____ AVAILABLE DATA

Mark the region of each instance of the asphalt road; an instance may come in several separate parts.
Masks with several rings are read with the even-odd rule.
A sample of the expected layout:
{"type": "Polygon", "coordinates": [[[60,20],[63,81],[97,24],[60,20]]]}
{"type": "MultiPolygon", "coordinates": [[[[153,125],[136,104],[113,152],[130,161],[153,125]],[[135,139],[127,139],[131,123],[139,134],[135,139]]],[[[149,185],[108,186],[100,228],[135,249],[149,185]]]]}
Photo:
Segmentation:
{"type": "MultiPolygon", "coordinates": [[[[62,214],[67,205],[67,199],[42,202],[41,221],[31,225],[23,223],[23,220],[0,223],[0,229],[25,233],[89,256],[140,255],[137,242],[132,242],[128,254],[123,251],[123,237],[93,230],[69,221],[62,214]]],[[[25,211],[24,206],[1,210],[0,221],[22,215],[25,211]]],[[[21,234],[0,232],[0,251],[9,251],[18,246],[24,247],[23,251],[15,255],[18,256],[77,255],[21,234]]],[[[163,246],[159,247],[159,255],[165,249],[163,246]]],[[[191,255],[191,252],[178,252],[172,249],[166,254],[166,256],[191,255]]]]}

________

-- WRITTEN EXERCISE --
Can you turn the lines of all the records above into a Markdown table with the columns "Line No." and "Text," giving each line its row number and leaving out blank lines?

-- RESULT OF THE TASK --
| Line No. | Text |
|---|---|
| 1 | Mark the region of each instance of the asphalt road; an instance may come in several separate parts. |
| 2 | Masks with several rings are read with the even-odd rule. |
| 3 | A sample of the expected layout: |
| 4 | {"type": "Polygon", "coordinates": [[[60,20],[63,81],[97,24],[60,20]]]} |
| 5 | {"type": "MultiPolygon", "coordinates": [[[[153,125],[136,104],[113,152],[130,161],[153,125]],[[135,139],[127,139],[131,123],[139,134],[135,139]]],[[[149,185],[108,186],[100,228],[135,249],[149,185]]]]} |
| 6 | Photo: |
| 7 | Segmentation: |
| 8 | {"type": "MultiPolygon", "coordinates": [[[[62,214],[67,205],[67,199],[42,202],[41,221],[31,225],[23,223],[23,220],[0,223],[0,229],[25,233],[89,256],[140,255],[137,242],[132,242],[128,254],[123,251],[123,237],[93,230],[69,221],[62,214]]],[[[25,211],[24,206],[1,210],[0,221],[22,215],[25,211]]],[[[21,234],[0,232],[0,251],[9,251],[18,246],[24,247],[23,251],[15,255],[18,256],[77,255],[21,234]]],[[[163,246],[159,247],[159,255],[165,249],[163,246]]],[[[191,255],[191,252],[178,252],[172,249],[166,254],[166,256],[191,255]]]]} |